**** EXTRACTED RECORDS ****

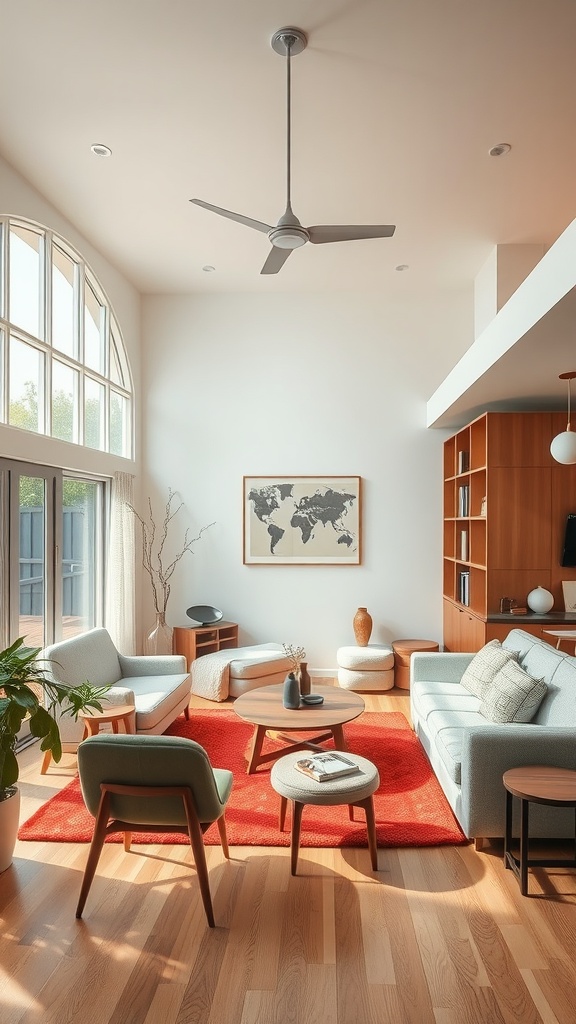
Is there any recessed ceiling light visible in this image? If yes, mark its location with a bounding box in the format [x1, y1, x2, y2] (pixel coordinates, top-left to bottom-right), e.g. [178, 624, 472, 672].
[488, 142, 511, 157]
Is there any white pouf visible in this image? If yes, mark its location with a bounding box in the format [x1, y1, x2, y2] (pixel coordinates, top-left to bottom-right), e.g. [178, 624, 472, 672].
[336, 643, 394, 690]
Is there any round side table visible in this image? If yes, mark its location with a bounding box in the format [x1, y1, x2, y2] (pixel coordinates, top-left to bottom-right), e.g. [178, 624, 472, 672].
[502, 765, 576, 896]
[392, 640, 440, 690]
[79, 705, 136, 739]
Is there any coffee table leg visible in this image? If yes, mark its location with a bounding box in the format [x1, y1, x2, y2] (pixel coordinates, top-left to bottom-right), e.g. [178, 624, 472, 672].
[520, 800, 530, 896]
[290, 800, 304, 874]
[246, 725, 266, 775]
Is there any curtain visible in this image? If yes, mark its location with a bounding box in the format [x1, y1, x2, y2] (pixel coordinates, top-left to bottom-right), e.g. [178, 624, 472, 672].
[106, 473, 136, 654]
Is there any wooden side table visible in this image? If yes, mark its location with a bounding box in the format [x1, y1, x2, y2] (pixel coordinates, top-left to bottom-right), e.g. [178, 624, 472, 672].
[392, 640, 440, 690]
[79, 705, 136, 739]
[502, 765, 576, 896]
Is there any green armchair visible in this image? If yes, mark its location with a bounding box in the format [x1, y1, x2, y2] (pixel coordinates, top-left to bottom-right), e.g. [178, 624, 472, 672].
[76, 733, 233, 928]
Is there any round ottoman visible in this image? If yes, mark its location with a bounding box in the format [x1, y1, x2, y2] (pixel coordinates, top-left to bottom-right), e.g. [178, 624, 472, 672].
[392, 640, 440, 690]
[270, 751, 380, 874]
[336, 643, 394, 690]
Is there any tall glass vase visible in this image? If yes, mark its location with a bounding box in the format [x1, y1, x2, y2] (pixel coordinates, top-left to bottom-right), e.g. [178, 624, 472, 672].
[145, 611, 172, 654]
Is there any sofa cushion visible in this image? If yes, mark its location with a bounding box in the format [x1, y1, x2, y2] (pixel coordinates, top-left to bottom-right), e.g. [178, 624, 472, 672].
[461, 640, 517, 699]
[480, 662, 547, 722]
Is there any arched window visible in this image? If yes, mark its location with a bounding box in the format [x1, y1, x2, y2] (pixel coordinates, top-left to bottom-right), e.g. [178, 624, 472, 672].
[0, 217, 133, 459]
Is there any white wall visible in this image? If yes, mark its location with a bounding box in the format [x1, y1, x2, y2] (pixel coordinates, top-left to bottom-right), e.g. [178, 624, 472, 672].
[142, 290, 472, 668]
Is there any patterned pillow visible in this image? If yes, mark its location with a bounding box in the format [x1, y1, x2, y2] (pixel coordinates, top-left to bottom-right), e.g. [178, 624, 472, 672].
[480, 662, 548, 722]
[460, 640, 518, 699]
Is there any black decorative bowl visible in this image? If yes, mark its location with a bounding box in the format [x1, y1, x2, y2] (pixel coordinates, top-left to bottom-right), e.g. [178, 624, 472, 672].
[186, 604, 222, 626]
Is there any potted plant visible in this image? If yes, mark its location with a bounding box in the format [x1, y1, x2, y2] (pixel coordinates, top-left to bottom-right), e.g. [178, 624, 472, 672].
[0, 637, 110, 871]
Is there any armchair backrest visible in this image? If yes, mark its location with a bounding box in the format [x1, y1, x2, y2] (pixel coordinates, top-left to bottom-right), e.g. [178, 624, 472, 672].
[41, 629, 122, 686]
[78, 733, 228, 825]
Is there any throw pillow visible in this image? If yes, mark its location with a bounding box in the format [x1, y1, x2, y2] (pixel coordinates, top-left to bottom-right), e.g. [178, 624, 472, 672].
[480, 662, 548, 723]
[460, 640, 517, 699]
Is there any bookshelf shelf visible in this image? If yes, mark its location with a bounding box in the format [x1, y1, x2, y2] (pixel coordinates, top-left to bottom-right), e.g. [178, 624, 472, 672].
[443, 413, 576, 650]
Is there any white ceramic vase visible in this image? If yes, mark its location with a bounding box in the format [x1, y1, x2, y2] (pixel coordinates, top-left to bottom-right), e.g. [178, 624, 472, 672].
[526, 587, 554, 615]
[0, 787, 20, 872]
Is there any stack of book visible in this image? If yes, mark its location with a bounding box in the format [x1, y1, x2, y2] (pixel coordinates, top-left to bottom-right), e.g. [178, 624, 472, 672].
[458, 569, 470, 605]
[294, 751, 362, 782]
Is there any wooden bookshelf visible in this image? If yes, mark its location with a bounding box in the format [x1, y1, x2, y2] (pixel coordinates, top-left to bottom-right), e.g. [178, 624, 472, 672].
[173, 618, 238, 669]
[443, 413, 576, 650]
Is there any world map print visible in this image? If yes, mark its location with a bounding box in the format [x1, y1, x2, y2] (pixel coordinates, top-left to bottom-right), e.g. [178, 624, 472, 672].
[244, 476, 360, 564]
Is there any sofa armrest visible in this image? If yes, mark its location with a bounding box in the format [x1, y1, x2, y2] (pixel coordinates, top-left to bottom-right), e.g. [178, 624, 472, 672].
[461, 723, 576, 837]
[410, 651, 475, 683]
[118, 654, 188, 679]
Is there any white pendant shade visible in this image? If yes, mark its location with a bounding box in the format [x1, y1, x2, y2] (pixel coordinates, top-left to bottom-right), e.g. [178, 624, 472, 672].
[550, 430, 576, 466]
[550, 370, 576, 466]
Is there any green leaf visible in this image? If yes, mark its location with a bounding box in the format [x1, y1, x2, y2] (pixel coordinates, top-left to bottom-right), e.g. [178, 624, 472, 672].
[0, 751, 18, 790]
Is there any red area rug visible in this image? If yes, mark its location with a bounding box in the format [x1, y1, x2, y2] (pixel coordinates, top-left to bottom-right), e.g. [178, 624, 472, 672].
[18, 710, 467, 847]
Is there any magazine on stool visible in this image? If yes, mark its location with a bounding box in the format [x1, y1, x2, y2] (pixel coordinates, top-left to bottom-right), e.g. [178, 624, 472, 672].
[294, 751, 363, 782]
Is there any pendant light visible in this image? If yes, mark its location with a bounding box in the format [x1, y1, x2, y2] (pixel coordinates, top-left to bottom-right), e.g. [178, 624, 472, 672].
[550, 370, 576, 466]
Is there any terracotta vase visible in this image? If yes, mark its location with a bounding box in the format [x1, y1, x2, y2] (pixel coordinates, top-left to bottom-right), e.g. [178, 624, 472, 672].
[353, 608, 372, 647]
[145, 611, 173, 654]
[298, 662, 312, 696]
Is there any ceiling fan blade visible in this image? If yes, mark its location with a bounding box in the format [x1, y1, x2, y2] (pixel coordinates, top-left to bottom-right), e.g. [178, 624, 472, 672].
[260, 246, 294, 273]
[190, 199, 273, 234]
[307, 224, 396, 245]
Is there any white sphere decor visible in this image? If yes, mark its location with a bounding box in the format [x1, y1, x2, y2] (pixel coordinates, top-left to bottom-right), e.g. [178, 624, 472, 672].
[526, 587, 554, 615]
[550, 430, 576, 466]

****
**** EXTRACTED RECORDS ****

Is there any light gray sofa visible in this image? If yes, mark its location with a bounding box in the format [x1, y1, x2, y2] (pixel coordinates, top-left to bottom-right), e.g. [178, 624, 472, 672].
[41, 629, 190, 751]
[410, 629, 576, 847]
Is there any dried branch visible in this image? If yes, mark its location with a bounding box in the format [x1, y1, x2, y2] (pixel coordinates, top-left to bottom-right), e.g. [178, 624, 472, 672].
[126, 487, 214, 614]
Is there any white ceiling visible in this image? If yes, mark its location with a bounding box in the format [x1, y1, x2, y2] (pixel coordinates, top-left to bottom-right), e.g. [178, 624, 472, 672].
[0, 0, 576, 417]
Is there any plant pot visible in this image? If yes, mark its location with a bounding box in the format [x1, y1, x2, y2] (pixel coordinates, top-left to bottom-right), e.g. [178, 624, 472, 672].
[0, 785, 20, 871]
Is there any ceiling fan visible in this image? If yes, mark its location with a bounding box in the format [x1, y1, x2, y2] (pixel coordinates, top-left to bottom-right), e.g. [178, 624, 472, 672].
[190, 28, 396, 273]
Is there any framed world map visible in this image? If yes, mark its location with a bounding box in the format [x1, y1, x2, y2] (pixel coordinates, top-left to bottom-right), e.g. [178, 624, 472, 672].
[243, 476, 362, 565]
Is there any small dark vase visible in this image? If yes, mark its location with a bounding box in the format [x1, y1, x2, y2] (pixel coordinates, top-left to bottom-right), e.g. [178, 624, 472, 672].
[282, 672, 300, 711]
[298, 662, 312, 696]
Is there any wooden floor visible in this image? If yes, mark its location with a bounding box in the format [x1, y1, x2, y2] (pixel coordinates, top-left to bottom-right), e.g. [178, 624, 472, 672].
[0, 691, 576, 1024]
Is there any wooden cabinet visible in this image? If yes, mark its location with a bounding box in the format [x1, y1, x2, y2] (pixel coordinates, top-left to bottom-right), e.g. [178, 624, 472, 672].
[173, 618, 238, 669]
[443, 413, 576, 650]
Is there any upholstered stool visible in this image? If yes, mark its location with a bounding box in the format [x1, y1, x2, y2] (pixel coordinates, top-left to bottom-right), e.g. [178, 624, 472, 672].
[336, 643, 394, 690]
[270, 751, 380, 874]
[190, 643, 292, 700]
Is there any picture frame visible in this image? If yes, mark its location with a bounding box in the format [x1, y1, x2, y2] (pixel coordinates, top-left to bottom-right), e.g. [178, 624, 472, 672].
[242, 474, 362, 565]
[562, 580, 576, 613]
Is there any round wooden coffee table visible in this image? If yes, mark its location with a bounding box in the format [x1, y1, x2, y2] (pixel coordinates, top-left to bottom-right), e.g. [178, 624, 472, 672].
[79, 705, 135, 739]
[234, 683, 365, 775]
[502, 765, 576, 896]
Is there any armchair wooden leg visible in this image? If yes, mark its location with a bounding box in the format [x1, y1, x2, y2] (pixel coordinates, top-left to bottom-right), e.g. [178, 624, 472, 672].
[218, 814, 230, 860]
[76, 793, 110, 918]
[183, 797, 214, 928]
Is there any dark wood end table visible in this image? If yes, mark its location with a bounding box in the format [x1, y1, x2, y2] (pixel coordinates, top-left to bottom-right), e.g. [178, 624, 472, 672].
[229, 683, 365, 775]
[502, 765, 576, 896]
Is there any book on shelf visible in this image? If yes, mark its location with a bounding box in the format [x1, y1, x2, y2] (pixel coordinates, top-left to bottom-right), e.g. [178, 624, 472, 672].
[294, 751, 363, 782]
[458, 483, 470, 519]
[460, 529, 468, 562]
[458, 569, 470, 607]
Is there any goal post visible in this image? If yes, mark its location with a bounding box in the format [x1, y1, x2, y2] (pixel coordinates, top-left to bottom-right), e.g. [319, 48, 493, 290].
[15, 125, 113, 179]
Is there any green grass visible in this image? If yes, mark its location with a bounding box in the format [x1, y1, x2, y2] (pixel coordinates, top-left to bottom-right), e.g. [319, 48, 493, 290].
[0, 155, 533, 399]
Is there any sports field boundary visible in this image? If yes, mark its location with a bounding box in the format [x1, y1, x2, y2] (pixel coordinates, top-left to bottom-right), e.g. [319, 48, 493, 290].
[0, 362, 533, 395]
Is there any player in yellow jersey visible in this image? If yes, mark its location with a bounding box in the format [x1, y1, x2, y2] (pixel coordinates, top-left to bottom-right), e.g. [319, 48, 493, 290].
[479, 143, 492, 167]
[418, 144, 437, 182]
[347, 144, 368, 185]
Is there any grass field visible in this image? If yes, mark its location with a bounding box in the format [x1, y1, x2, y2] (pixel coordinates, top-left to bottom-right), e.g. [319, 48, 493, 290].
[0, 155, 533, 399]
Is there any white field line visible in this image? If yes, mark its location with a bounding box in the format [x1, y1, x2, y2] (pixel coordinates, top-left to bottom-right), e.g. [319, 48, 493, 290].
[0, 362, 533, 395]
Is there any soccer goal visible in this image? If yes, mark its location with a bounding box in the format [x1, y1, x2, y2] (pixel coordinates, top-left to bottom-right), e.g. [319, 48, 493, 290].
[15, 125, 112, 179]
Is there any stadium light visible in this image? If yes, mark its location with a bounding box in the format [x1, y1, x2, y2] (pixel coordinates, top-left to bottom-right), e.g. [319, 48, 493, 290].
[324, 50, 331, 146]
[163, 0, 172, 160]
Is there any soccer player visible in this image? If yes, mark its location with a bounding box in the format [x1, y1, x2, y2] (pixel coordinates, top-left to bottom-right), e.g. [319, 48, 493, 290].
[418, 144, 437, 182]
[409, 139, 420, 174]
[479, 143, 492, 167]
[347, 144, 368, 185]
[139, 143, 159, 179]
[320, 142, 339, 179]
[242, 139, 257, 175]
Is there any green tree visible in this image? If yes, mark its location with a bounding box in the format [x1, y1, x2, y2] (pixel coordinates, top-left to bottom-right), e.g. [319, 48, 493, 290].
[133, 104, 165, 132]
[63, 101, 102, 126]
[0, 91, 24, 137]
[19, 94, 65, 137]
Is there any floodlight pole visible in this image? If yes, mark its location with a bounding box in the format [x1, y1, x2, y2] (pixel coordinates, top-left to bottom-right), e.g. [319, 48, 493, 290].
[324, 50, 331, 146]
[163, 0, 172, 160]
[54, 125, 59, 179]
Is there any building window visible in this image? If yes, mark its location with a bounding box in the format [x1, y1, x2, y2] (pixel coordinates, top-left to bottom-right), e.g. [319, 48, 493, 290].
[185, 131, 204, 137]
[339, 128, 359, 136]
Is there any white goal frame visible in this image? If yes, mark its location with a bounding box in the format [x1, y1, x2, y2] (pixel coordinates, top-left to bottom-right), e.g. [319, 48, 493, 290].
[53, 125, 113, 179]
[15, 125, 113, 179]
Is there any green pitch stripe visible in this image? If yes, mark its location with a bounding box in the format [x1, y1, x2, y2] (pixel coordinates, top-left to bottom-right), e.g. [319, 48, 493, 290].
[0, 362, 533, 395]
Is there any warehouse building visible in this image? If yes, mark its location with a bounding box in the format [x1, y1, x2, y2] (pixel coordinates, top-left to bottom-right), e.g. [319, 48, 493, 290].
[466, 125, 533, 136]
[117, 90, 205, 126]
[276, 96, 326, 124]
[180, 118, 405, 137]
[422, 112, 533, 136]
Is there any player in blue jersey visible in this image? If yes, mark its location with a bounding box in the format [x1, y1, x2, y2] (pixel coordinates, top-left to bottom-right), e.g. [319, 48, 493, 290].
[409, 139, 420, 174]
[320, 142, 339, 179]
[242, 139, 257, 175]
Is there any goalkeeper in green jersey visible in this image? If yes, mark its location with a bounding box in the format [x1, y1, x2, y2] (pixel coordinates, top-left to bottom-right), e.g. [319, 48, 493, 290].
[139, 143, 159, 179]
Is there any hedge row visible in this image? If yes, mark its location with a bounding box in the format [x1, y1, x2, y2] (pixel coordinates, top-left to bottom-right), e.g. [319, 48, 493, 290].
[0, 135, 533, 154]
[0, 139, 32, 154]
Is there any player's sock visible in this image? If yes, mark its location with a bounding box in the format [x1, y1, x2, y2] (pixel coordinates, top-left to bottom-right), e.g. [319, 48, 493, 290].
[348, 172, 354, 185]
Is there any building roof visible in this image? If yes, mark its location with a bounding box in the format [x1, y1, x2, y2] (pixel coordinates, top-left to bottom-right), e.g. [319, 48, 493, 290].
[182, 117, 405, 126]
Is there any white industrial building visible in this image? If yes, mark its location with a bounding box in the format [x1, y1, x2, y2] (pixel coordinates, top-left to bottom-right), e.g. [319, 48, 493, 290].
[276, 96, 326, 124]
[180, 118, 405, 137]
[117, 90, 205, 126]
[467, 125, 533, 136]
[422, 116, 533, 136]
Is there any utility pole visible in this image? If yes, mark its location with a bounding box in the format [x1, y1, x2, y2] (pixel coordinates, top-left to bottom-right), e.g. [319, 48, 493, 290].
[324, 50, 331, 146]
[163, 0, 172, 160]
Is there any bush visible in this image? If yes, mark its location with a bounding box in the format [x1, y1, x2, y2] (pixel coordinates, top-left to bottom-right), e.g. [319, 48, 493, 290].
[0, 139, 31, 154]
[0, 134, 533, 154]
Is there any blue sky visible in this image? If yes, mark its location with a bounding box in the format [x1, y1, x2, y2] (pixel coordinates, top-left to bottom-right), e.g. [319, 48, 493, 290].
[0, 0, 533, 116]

****
**** EXTRACTED RECORDS ****

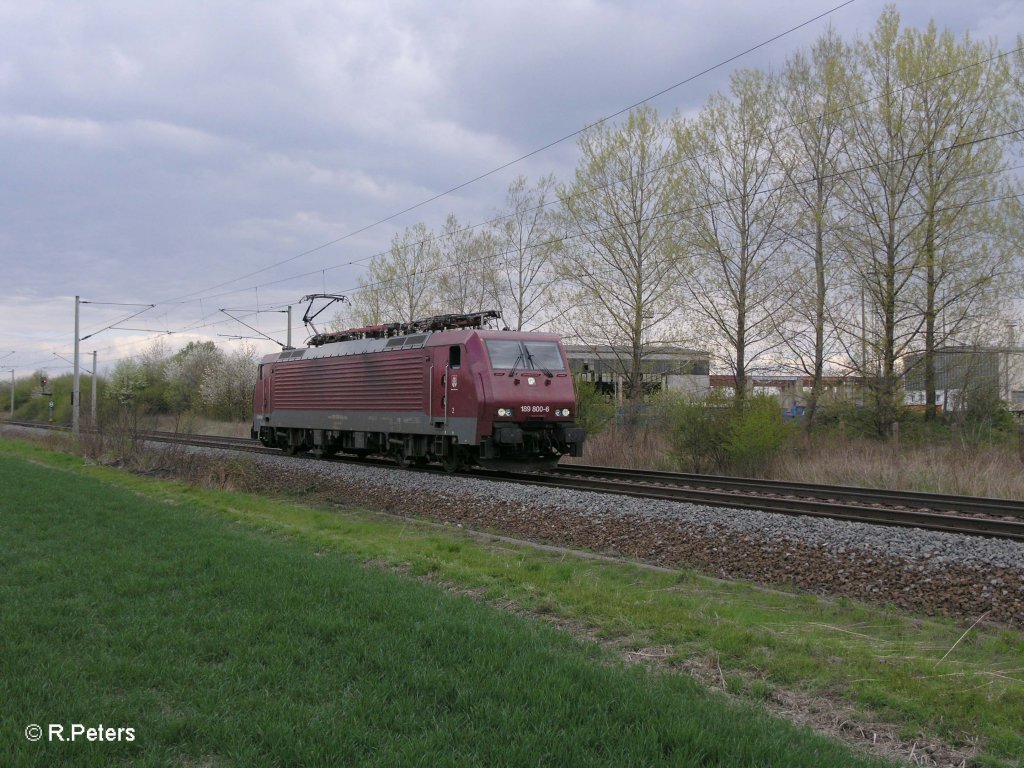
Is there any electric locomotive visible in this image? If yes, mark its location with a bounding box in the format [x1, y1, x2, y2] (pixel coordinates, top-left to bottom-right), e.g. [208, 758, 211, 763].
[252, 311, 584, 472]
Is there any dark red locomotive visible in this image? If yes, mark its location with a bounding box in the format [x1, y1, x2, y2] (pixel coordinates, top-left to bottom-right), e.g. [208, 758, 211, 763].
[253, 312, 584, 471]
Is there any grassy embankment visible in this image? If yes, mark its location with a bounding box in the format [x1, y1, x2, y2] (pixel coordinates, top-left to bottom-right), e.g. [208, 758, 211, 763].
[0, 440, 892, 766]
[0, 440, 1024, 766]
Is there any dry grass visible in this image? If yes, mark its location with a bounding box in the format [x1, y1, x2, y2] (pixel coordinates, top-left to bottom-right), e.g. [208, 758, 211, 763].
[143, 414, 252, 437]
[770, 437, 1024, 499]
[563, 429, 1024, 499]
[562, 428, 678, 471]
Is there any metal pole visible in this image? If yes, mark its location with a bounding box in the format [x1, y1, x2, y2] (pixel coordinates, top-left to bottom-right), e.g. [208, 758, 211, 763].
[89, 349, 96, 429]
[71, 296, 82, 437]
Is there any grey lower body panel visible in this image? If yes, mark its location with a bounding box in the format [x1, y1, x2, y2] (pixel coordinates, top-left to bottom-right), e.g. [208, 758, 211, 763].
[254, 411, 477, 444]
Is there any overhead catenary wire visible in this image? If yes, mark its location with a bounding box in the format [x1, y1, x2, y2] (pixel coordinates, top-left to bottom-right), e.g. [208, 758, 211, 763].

****

■ **GIVEN INSTRUCTION**
Substitute "white ottoman" for "white pouf" in the entries from the line containing "Is there any recessed" through the line containing "[246, 725, 266, 775]", inclusive. Give back only those lines, with everything else left as it stands.

■ **EXERCISE SOLUTION**
Is there any recessed ceiling light visible in this image? If yes, mark its location with a bounding box in the format [x1, y1, x2, y2] (pixel coordinates, top-left to bottom-right), e.g. [178, 624, 472, 672].
[488, 142, 511, 157]
Is there any white ottoman visible in this image? If yes, mark its location with a bounding box in the format [x1, y1, x2, y2] (pixel coordinates, top-left to bottom-right), e.g. [178, 624, 472, 672].
[336, 643, 394, 690]
Is there any round side table visible in this image? If yes, mark its location with a bounding box in the format [x1, y1, x2, y2] (pixel coordinates, top-left to bottom-right), e.g. [178, 624, 472, 672].
[502, 765, 576, 896]
[392, 640, 440, 690]
[79, 705, 136, 739]
Is there any coffee table leg visible in this image? If yes, mark its location with a bounding box in the format [x1, y1, x2, y2] (pixel coordinates, top-left to bottom-right), e.g. [178, 624, 472, 672].
[520, 800, 530, 896]
[290, 800, 304, 874]
[246, 725, 266, 775]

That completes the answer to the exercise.